__Source text__

--------------------

Processes In Linux - How Linux Works Internally? Explained in Detail

Processes In Linux - How Linux Works Internally? Explained in Detail

This is the fourth blog in the Linux Masterclass Series.

Processes are programs running on your Linux system, managed by the Kernel. Each Process has a PID (Process ID) associated with it used by the Kernel to identify it. If we execute the command ps

Screenshot from 2022-11-04 16-03-34.png

The terminal shows us four columns.

  • PID - Process ID

  • TTY – 'Controlling Terminal' of the process. Most Processes we run are associated with a terminal. The ID of that terminal is written in the TTY.

  • TIME – Total CPU Usage Time a Process is taking

  • CMD – CMD (Command) is the name of the executable command/program currently running in the system.

If you open another terminal window while the first one is still open and run the ps command, the TTY value will change from 0 to 1.

Screenshot from 2022-11-07 17-02-57.png

ps aux command

In the ps aux command, a, u, and x are the flags of the ‘ps’ command.

  • a – All the processes, even the ones run by other users
  • u – More details about the processes
  • x – All the processes, even the ones running in the background with no associated terminal (TTY).

If you run the ps aux command, it opens a large output with more rows and columns.

Screenshot from 2022-11-07 17-05-15.png

  • USER – Every Process has an owner.
  • PID – Process ID.
  • %CPU – Percentage of CPU time a Process is taking.
  • %MEM – Percentage of Memory a process takes out of the entire physical memory of the system.
  • VSZ – When a Process starts up, Virtual Memory Usage or VSZ is the maximum memory in kb available to the entire Process. It can use some portion or all of the allocated memory but not more.
  • RSS – The amount of memory in kb currently used by the process out of the total VSZ.
  • TTY – Earlier, we saw the TTY column only consisted of values like ‘pts/o’ or ‘pts/1’, but now it also has ‘?’, ‘tty2’, and ‘tty3’ as the values. ‘?’ means no terminal associated. We’ll understand the other values below in the Controlling Terminal section.

--------------------

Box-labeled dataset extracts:
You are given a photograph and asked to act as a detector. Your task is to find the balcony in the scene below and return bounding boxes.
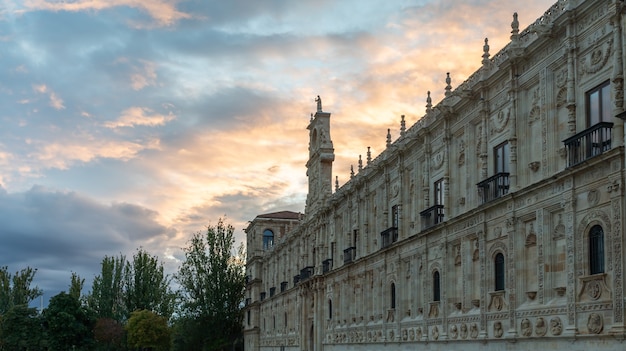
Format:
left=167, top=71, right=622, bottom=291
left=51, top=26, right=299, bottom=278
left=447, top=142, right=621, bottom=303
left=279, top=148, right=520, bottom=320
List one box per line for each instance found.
left=380, top=227, right=398, bottom=249
left=343, top=246, right=356, bottom=264
left=420, top=205, right=443, bottom=229
left=476, top=173, right=509, bottom=204
left=563, top=122, right=613, bottom=167
left=322, top=258, right=333, bottom=273
left=300, top=266, right=315, bottom=282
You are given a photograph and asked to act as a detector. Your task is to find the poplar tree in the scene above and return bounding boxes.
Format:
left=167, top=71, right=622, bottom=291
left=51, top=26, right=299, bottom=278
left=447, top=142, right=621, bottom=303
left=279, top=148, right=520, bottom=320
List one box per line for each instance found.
left=177, top=218, right=245, bottom=350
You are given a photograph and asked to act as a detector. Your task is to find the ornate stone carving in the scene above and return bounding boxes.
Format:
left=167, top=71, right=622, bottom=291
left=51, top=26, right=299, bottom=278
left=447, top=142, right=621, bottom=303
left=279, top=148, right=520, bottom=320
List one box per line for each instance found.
left=450, top=324, right=458, bottom=339
left=520, top=318, right=533, bottom=336
left=432, top=326, right=439, bottom=340
left=470, top=323, right=478, bottom=339
left=460, top=323, right=467, bottom=339
left=587, top=313, right=604, bottom=334
left=493, top=321, right=504, bottom=338
left=581, top=38, right=613, bottom=76
left=535, top=317, right=547, bottom=336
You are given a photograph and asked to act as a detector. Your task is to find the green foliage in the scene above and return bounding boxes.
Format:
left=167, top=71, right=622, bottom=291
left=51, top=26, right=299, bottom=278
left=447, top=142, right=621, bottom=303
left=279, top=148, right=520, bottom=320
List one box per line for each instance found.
left=93, top=318, right=125, bottom=350
left=43, top=292, right=95, bottom=351
left=175, top=218, right=245, bottom=350
left=124, top=249, right=177, bottom=320
left=69, top=272, right=85, bottom=300
left=126, top=310, right=170, bottom=351
left=0, top=304, right=46, bottom=350
left=0, top=266, right=43, bottom=315
left=87, top=255, right=128, bottom=321
left=87, top=249, right=177, bottom=322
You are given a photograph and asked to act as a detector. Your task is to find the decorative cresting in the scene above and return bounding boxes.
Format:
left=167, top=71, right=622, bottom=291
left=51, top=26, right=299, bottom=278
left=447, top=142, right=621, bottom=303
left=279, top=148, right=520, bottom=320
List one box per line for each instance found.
left=535, top=317, right=548, bottom=336
left=550, top=317, right=563, bottom=336
left=580, top=37, right=613, bottom=76
left=578, top=273, right=611, bottom=302
left=520, top=318, right=533, bottom=336
left=491, top=107, right=511, bottom=135
left=587, top=313, right=604, bottom=334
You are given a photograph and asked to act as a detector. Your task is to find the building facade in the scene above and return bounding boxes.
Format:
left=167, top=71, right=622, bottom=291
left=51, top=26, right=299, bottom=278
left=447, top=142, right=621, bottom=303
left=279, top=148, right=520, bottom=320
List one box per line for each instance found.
left=243, top=0, right=626, bottom=351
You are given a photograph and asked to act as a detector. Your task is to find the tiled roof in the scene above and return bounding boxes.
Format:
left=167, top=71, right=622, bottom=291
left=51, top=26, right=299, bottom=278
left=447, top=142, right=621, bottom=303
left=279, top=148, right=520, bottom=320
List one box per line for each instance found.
left=256, top=211, right=302, bottom=219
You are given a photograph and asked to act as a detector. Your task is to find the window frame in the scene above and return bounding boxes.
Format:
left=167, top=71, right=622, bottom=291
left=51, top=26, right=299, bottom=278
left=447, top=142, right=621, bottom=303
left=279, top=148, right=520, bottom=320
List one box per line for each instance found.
left=493, top=252, right=506, bottom=291
left=587, top=224, right=605, bottom=275
left=585, top=80, right=613, bottom=128
left=263, top=228, right=275, bottom=250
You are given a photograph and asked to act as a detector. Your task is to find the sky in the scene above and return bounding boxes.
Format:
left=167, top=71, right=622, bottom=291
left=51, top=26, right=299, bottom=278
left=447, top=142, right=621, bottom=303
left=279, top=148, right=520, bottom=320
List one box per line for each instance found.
left=0, top=0, right=555, bottom=306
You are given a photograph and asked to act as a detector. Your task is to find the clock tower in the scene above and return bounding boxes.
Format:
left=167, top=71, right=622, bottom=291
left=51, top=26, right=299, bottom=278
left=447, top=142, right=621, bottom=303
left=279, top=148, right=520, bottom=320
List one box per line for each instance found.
left=305, top=95, right=335, bottom=215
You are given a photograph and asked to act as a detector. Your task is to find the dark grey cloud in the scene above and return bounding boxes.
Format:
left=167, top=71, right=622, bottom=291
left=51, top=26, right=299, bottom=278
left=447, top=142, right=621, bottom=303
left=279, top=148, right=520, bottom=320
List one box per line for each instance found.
left=0, top=187, right=174, bottom=306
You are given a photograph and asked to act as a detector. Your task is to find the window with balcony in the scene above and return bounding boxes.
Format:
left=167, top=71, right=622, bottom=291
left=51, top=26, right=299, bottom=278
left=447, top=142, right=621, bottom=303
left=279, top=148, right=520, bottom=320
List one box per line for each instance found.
left=563, top=81, right=613, bottom=167
left=380, top=205, right=400, bottom=249
left=494, top=252, right=504, bottom=291
left=433, top=271, right=441, bottom=302
left=477, top=142, right=511, bottom=203
left=420, top=178, right=445, bottom=229
left=589, top=225, right=604, bottom=274
left=343, top=246, right=356, bottom=264
left=263, top=229, right=274, bottom=250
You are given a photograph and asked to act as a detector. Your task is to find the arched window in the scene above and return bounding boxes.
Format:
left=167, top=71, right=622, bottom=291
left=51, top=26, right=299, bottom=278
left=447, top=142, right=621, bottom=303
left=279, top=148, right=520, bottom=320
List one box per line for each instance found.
left=263, top=229, right=274, bottom=250
left=328, top=299, right=333, bottom=319
left=589, top=225, right=604, bottom=274
left=433, top=271, right=441, bottom=301
left=494, top=252, right=504, bottom=291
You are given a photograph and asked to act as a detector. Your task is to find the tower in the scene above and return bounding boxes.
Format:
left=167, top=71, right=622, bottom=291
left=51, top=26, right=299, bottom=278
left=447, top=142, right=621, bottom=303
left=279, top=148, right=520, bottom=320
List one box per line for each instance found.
left=305, top=95, right=335, bottom=215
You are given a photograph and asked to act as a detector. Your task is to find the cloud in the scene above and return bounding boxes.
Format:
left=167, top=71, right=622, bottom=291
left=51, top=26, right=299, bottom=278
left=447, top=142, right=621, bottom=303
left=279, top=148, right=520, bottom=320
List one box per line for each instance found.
left=0, top=186, right=175, bottom=297
left=32, top=84, right=65, bottom=110
left=23, top=0, right=191, bottom=26
left=104, top=107, right=176, bottom=128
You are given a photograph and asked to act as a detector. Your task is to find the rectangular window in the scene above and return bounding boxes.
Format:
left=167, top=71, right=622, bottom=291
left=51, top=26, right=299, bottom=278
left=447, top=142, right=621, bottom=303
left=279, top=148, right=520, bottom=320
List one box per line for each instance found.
left=586, top=80, right=612, bottom=127
left=391, top=205, right=400, bottom=228
left=434, top=179, right=444, bottom=205
left=493, top=141, right=511, bottom=174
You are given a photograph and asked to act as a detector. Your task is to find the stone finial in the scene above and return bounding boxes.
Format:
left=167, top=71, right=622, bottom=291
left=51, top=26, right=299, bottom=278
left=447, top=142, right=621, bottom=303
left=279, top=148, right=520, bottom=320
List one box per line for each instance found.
left=511, top=12, right=519, bottom=41
left=482, top=38, right=489, bottom=66
left=315, top=95, right=322, bottom=112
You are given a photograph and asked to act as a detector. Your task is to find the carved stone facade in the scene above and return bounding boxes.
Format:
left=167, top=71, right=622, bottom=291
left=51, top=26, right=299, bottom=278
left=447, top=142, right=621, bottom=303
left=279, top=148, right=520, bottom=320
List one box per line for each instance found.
left=244, top=0, right=626, bottom=351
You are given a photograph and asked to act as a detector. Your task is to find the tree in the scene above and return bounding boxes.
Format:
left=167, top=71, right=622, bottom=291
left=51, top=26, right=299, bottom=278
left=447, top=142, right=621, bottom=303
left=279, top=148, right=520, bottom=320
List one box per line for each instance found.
left=93, top=318, right=124, bottom=351
left=0, top=266, right=43, bottom=315
left=87, top=255, right=128, bottom=322
left=0, top=304, right=46, bottom=350
left=124, top=249, right=177, bottom=320
left=177, top=218, right=245, bottom=350
left=43, top=292, right=95, bottom=351
left=126, top=310, right=170, bottom=351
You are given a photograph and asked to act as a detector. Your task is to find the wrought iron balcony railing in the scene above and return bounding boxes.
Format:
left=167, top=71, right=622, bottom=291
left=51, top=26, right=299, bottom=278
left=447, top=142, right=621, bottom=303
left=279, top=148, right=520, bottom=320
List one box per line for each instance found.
left=420, top=205, right=444, bottom=229
left=563, top=122, right=613, bottom=167
left=343, top=246, right=356, bottom=264
left=300, top=266, right=315, bottom=282
left=476, top=173, right=509, bottom=204
left=322, top=258, right=333, bottom=273
left=380, top=227, right=398, bottom=249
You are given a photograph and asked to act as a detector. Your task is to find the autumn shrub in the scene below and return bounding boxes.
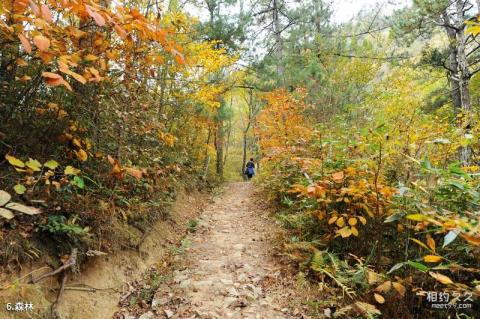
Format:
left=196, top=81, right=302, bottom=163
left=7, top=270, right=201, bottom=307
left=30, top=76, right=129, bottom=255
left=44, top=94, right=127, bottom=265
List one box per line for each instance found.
left=0, top=0, right=237, bottom=278
left=259, top=88, right=480, bottom=318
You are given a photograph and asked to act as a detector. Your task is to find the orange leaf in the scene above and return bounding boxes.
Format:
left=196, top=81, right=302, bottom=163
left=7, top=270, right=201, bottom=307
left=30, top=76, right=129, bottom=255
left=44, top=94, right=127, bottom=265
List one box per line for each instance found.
left=358, top=216, right=367, bottom=225
left=373, top=293, right=385, bottom=304
left=328, top=216, right=338, bottom=225
left=332, top=171, right=345, bottom=182
left=75, top=149, right=88, bottom=162
left=16, top=58, right=28, bottom=66
left=337, top=226, right=352, bottom=238
left=337, top=217, right=345, bottom=227
left=428, top=271, right=453, bottom=285
left=423, top=255, right=442, bottom=263
left=41, top=4, right=53, bottom=22
left=375, top=280, right=392, bottom=292
left=33, top=35, right=50, bottom=51
left=427, top=235, right=435, bottom=251
left=30, top=0, right=40, bottom=17
left=461, top=234, right=480, bottom=246
left=392, top=282, right=406, bottom=297
left=18, top=33, right=32, bottom=54
left=113, top=24, right=127, bottom=39
left=85, top=5, right=105, bottom=27
left=172, top=49, right=185, bottom=64
left=350, top=226, right=358, bottom=237
left=60, top=68, right=87, bottom=84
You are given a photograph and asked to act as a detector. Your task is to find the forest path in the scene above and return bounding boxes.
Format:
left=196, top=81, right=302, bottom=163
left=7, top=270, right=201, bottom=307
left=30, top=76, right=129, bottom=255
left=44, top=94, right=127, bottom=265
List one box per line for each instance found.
left=150, top=182, right=298, bottom=319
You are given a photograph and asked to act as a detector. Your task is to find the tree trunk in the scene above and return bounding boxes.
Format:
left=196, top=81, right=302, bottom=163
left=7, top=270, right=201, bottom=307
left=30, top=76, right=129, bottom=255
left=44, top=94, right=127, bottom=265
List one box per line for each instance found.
left=202, top=128, right=212, bottom=179
left=272, top=0, right=285, bottom=83
left=215, top=121, right=224, bottom=177
left=456, top=0, right=472, bottom=166
left=240, top=130, right=248, bottom=178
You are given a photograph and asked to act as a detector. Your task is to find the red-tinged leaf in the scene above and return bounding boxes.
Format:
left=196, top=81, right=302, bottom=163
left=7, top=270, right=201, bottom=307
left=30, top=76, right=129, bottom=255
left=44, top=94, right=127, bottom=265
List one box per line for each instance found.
left=13, top=0, right=28, bottom=14
left=172, top=49, right=185, bottom=65
left=18, top=33, right=32, bottom=54
left=30, top=0, right=40, bottom=17
left=33, top=35, right=50, bottom=52
left=60, top=68, right=87, bottom=84
left=85, top=5, right=105, bottom=27
left=125, top=167, right=143, bottom=180
left=42, top=72, right=72, bottom=91
left=40, top=4, right=53, bottom=22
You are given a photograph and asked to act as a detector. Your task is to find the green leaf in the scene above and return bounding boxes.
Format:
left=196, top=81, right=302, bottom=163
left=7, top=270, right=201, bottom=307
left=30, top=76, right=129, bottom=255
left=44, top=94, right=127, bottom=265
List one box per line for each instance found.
left=5, top=203, right=42, bottom=215
left=0, top=208, right=15, bottom=219
left=0, top=191, right=12, bottom=206
left=63, top=165, right=81, bottom=175
left=383, top=212, right=405, bottom=223
left=5, top=155, right=25, bottom=167
left=72, top=176, right=85, bottom=189
left=25, top=158, right=42, bottom=172
left=387, top=263, right=405, bottom=274
left=407, top=214, right=427, bottom=222
left=407, top=260, right=430, bottom=272
left=13, top=184, right=27, bottom=195
left=43, top=160, right=59, bottom=170
left=422, top=158, right=432, bottom=170
left=442, top=229, right=460, bottom=248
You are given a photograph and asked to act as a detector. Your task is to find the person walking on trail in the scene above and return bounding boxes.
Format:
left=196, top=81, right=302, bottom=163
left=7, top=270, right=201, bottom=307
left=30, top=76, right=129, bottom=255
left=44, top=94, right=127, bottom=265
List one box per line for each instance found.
left=245, top=158, right=255, bottom=180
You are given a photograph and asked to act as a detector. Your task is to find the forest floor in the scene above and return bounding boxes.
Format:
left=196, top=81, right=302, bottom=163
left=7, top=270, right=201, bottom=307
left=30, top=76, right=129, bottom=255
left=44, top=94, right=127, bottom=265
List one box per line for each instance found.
left=115, top=182, right=307, bottom=319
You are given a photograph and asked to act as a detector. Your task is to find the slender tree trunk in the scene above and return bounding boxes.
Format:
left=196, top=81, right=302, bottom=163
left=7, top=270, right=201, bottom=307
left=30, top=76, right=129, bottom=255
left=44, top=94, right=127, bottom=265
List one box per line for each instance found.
left=456, top=0, right=472, bottom=165
left=202, top=128, right=212, bottom=179
left=215, top=121, right=224, bottom=177
left=223, top=122, right=232, bottom=167
left=240, top=129, right=248, bottom=178
left=272, top=0, right=285, bottom=83
left=456, top=0, right=472, bottom=112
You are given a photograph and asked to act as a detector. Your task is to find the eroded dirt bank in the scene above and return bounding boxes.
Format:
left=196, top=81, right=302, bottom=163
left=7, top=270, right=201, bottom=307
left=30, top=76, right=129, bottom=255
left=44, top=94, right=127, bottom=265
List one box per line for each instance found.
left=55, top=191, right=210, bottom=319
left=115, top=183, right=305, bottom=319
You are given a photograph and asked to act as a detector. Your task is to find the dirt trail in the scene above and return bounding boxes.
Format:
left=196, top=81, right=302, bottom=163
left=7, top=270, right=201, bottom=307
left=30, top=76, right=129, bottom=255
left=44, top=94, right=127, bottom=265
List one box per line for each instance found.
left=146, top=183, right=298, bottom=319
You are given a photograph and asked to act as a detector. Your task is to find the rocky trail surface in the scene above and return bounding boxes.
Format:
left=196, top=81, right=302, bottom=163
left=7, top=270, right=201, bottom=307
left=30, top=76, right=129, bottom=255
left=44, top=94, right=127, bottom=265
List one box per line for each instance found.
left=124, top=183, right=302, bottom=319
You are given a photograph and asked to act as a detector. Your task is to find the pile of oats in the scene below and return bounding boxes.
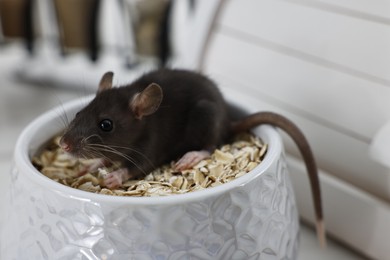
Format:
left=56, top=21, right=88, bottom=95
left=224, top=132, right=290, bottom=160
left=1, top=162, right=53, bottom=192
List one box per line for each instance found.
left=32, top=133, right=267, bottom=197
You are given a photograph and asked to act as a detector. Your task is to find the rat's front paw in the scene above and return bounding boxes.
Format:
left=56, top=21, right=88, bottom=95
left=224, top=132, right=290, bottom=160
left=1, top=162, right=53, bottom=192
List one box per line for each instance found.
left=104, top=168, right=130, bottom=189
left=175, top=150, right=210, bottom=171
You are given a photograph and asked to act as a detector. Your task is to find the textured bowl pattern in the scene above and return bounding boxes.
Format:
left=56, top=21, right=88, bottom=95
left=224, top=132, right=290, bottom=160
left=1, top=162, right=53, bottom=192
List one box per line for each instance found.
left=1, top=152, right=299, bottom=260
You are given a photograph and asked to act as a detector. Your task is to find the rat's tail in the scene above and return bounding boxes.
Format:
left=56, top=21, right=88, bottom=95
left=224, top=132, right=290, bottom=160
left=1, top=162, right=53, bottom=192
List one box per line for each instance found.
left=232, top=112, right=326, bottom=248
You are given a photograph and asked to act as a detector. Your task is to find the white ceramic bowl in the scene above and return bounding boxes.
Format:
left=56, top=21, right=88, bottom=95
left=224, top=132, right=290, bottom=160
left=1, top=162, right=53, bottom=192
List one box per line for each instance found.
left=0, top=100, right=299, bottom=260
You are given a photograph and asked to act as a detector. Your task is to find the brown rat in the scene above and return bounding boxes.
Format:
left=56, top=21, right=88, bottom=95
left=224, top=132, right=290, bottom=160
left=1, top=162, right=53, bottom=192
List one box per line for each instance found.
left=60, top=69, right=325, bottom=245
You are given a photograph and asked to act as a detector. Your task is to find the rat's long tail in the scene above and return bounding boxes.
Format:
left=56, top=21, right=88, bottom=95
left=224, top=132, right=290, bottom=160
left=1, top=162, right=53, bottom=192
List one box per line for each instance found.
left=232, top=112, right=326, bottom=248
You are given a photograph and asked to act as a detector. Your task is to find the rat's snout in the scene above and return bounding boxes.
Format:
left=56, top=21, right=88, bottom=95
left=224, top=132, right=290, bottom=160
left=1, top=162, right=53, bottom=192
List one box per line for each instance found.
left=59, top=137, right=72, bottom=152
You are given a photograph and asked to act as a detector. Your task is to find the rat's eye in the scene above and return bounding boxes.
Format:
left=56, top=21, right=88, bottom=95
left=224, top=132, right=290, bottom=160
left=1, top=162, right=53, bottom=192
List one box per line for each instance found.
left=99, top=119, right=113, bottom=132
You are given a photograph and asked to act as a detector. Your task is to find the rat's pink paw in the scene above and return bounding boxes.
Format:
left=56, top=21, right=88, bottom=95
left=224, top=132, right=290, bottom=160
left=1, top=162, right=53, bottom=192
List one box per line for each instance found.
left=175, top=150, right=210, bottom=171
left=104, top=168, right=130, bottom=189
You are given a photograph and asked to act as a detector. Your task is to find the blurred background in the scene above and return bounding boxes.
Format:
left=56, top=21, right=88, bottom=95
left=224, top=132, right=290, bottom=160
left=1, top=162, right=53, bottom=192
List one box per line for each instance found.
left=0, top=0, right=390, bottom=259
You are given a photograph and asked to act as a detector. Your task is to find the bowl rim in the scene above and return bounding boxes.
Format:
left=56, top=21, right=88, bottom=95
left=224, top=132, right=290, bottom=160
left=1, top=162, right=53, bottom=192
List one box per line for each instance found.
left=13, top=96, right=283, bottom=205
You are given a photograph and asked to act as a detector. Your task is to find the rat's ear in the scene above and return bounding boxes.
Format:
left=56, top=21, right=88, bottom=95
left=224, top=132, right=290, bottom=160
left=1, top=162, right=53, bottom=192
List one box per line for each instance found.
left=98, top=71, right=114, bottom=94
left=130, top=83, right=163, bottom=119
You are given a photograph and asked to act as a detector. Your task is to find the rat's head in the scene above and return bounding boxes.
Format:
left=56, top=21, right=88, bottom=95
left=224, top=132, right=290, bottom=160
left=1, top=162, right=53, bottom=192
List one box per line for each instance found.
left=60, top=72, right=162, bottom=160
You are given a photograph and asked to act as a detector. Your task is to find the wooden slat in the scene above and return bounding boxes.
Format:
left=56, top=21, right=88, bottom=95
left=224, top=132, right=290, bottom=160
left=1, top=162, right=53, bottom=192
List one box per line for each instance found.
left=206, top=31, right=390, bottom=140
left=220, top=0, right=390, bottom=83
left=282, top=0, right=390, bottom=21
left=219, top=82, right=390, bottom=201
left=287, top=155, right=390, bottom=259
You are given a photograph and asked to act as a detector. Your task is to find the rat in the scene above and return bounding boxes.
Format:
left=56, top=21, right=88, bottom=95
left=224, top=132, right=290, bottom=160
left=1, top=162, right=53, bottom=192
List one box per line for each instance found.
left=60, top=69, right=326, bottom=246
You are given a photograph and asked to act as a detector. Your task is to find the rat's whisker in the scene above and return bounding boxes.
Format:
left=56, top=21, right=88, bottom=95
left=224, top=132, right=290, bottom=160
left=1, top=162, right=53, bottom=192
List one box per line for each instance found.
left=93, top=144, right=156, bottom=169
left=89, top=144, right=147, bottom=175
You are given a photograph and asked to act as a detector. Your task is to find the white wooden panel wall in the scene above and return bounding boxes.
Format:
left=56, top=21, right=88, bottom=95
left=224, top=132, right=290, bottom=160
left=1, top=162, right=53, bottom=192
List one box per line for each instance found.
left=205, top=0, right=390, bottom=257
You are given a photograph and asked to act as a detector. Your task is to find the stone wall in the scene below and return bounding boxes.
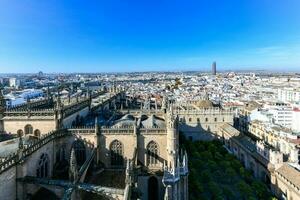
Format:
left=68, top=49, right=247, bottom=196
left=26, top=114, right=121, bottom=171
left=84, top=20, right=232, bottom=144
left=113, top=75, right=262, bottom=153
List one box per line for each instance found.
left=4, top=118, right=55, bottom=134
left=0, top=166, right=17, bottom=200
left=63, top=107, right=89, bottom=127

--------------------

__Exercises to complete__
a: Please repeat the part of the Linux processes article from "If you open" to "associated terminal (TTY).".
b: According to the Linux processes article, what does a '?' value in the TTY column mean?

__Solutions below__
a:
If you open another terminal window while the first one is still open and run the ps command, the TTY value will change from 0 to 1.

Screenshot from 2022-11-07 17-02-57.png

ps aux command

In the ps aux command, a, u, and x are the flags of the ‘ps’ command.

  • a – All the processes, even the ones run by other users
  • u – More details about the processes
  • x – All the processes, even the ones running in the background with no associated terminal (TTY).

b: No terminal is associated with the process.